#### Data to process:
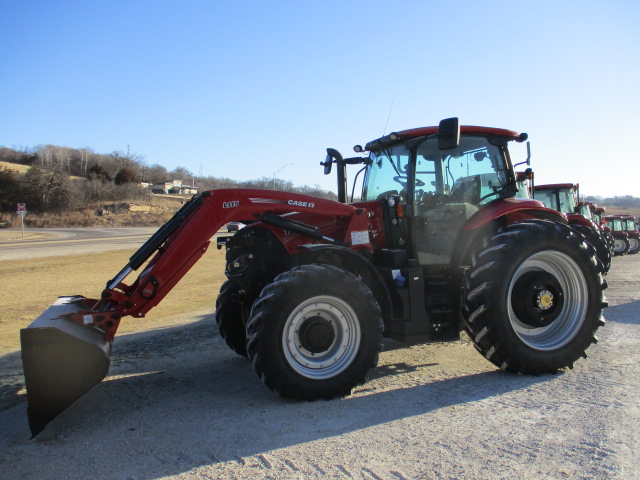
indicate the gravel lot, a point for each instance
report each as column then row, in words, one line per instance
column 179, row 404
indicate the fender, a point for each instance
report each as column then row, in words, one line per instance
column 357, row 264
column 503, row 212
column 514, row 210
column 579, row 219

#### Exercise:
Could you rewrite all of the data above with "a point for each instance" changed to "one point per instance" and everything else left as it is? Leave the pictures out.

#### Full response:
indicate the gravel lot, one point per instance
report each as column then row, in words, one line per instance
column 179, row 404
indicate the fender, one point per instance
report each as column then row, in words, one line per instance
column 357, row 264
column 503, row 212
column 514, row 210
column 579, row 219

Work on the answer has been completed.